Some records

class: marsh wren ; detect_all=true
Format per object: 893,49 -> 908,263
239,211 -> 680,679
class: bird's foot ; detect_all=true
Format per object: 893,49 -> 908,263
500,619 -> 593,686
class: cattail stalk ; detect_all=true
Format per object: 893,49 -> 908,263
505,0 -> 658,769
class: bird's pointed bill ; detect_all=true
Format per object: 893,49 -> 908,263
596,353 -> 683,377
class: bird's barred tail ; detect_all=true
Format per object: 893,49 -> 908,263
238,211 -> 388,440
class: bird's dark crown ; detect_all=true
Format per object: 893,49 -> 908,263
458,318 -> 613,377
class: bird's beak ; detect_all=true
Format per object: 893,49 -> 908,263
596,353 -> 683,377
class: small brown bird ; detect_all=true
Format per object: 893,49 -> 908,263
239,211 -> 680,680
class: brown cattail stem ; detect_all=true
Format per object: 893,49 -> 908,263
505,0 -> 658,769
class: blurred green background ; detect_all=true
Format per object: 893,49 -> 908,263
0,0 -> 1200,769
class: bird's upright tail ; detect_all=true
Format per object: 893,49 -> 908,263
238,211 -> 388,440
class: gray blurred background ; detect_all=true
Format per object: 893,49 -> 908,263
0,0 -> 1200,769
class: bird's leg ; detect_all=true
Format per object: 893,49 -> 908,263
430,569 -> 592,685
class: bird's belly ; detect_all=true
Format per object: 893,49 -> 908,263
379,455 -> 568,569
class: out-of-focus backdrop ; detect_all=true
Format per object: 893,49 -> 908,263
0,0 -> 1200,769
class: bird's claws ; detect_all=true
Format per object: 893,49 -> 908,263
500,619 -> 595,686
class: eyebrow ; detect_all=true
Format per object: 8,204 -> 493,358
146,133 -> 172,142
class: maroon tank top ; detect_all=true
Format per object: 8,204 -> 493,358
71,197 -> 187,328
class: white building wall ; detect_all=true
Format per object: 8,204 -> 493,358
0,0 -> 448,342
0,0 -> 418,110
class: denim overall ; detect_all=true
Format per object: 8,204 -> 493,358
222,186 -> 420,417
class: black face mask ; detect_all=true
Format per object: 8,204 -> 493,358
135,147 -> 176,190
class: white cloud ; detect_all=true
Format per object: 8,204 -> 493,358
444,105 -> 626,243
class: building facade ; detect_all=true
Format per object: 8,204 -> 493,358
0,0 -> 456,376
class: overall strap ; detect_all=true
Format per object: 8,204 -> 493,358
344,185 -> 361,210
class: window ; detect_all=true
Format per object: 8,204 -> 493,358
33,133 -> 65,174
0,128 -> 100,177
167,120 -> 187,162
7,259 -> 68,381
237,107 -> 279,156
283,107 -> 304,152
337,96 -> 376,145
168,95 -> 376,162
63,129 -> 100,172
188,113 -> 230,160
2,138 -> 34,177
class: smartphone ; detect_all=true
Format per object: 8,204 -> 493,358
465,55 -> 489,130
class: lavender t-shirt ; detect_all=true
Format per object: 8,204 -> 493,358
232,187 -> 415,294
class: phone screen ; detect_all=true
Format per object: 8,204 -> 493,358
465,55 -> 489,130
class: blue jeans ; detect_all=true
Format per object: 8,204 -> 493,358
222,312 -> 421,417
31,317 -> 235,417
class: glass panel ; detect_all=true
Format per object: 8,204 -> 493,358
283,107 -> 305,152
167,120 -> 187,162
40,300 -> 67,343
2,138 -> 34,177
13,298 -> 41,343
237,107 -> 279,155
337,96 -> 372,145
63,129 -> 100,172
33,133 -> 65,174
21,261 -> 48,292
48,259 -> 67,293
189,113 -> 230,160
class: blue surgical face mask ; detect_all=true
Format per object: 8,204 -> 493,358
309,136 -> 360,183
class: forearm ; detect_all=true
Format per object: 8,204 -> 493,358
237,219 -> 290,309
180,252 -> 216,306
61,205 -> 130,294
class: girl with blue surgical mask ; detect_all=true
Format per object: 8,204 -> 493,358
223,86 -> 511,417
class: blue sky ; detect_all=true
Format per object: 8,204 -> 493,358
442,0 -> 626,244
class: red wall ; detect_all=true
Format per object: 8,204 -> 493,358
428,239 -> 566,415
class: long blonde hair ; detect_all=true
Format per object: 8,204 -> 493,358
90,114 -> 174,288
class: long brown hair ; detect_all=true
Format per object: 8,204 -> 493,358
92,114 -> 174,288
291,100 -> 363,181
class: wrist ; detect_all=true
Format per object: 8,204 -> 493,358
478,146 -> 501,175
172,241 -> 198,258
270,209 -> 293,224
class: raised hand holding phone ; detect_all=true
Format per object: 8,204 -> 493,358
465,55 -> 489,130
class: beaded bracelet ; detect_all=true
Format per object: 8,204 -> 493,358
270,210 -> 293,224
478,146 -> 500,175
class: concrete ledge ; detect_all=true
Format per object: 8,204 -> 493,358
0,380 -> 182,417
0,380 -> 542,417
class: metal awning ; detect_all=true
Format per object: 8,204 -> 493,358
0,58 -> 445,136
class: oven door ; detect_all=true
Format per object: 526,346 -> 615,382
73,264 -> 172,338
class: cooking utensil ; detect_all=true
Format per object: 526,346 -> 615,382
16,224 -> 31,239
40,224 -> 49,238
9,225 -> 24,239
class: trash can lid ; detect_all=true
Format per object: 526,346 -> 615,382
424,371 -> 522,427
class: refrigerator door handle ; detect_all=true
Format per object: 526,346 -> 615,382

> _TASK PROMPT_
Rewrite the records above, replacing every "Format per object" with "Box format" and leaving everything else unchanged.

> _TASK RESULT_
class: marsh wren ; detect_all=true
Box format: 893,49 -> 908,263
239,211 -> 680,679
class: bird's foot ; detect_all=true
Box format: 893,49 -> 908,263
500,619 -> 593,686
class: cattail stalk ; detect_all=true
Box format: 893,49 -> 908,263
505,0 -> 658,769
class: bird's pointed bill ; detect_all=true
Box format: 893,49 -> 908,263
596,353 -> 683,377
class: bird's barred tail ; detect_all=true
Box format: 893,49 -> 908,263
238,211 -> 388,440
class: bird's dark crown ; detect_all=true
Box format: 893,49 -> 908,263
458,318 -> 613,377
class: bird's beak ; detect_all=true
Box format: 893,49 -> 908,263
596,353 -> 683,377
class: small brown bird ; detect_all=true
Box format: 893,49 -> 908,263
239,211 -> 680,680
class: brown cattail stem ; detect_all=true
Box format: 893,49 -> 908,263
505,0 -> 658,769
class: blurred green background ; detect_all=true
Box format: 893,49 -> 908,263
0,0 -> 1200,769
class: bird's upright tail ; detect_all=true
Box format: 893,49 -> 908,263
238,211 -> 388,440
class: gray blurred background ; detect_all=true
Box format: 893,49 -> 908,263
0,0 -> 1200,769
class: bird's leg ; detect_all=true
Box format: 893,49 -> 908,263
430,569 -> 592,685
class: bird's belly ; detect_all=true
Box format: 893,49 -> 908,263
379,455 -> 568,569
class: out-of-focus backdrop ; detect_all=true
Box format: 893,49 -> 908,263
0,0 -> 1200,769
class: bird's claws ; detect_all=true
Box format: 893,49 -> 908,263
500,619 -> 595,686
class: eyebrow ; detect_all=true
Box format: 8,204 -> 493,358
146,133 -> 172,142
class: maroon tank top ; detect_all=true
Box format: 8,204 -> 493,358
71,197 -> 187,328
class: white building wall ; detect_all=true
Box format: 8,204 -> 493,358
0,0 -> 448,342
0,0 -> 418,110
class: denim overall ; detect_all=true
Box format: 8,204 -> 493,358
222,186 -> 420,417
class: black face mask ; detect_all=true
Box format: 8,204 -> 493,358
135,147 -> 176,190
class: white cloud ; detect_all=true
Box format: 8,204 -> 493,358
444,105 -> 626,243
class: building facade ; detect_all=true
Box format: 8,204 -> 493,358
0,0 -> 456,376
class: overall strap ; detect_all=true
Box format: 8,204 -> 493,358
344,185 -> 361,210
class: window ; detect_all=true
Box format: 8,204 -> 493,358
33,133 -> 65,174
0,128 -> 100,177
167,120 -> 187,162
7,259 -> 68,381
237,107 -> 279,156
283,107 -> 304,152
337,96 -> 376,145
168,95 -> 376,162
63,129 -> 100,172
188,113 -> 230,160
2,138 -> 34,177
class: smartphone ; detect_all=true
Box format: 8,204 -> 493,358
465,55 -> 489,130
class: lavender t-shirt ; detect_all=true
Box format: 8,204 -> 493,358
232,187 -> 415,294
class: phone screen ; detect_all=true
Box format: 8,204 -> 493,358
465,55 -> 489,130
class: blue jeans ; detect_all=true
Box format: 8,204 -> 493,358
222,312 -> 421,417
31,317 -> 235,417
class: glass panel ; detect_all=true
Box format: 8,204 -> 493,358
283,107 -> 305,152
167,120 -> 187,162
40,300 -> 67,343
2,138 -> 34,177
13,298 -> 41,343
237,107 -> 279,155
337,96 -> 372,145
63,129 -> 100,172
33,133 -> 65,174
21,261 -> 48,292
48,259 -> 67,293
189,113 -> 230,160
class: blue surgical face mask ; detect_all=true
Box format: 8,204 -> 493,358
309,136 -> 360,183
class: forearm ; detect_all=true
Box format: 8,204 -> 493,358
237,219 -> 290,309
180,252 -> 216,306
61,205 -> 130,294
class: girl with blue surgical mask ; detect_all=true
Box format: 8,204 -> 493,358
223,86 -> 511,417
class: blue sky ; detect_all=true
Box format: 8,204 -> 493,358
442,0 -> 626,244
class: red wall ; detect_all=true
Box format: 8,204 -> 493,358
428,239 -> 566,415
class: long blonde hair ; detect_all=true
Box format: 8,204 -> 493,358
90,114 -> 174,288
class: long brown hair ; detect_all=true
Box format: 8,204 -> 493,358
92,114 -> 174,288
291,100 -> 363,181
class: wrist ; detect_all=true
Box format: 8,204 -> 493,358
478,146 -> 501,175
172,241 -> 198,258
270,209 -> 293,224
class: raised hand holding phone ; detect_all=true
Box format: 8,204 -> 493,358
465,55 -> 489,130
class: beaded bracelet ; detect_all=true
Box format: 8,204 -> 493,358
270,210 -> 293,224
478,146 -> 500,175
class: concrete ledge ; detect_all=true
Box format: 8,204 -> 493,358
0,380 -> 182,417
0,380 -> 542,417
class: metal awning ; detect_all=true
Box format: 8,204 -> 493,358
0,58 -> 445,136
class: oven door ; detect_all=true
Box format: 526,346 -> 615,382
73,264 -> 172,338
class: cooking utensil ; detect_all=true
Box format: 526,346 -> 615,382
16,224 -> 31,239
40,224 -> 49,238
9,225 -> 24,239
class: trash can lid ; detect_all=true
Box format: 526,346 -> 615,382
424,371 -> 522,427
class: refrigerator door handle ; detect_all=true
Box format: 526,346 -> 615,382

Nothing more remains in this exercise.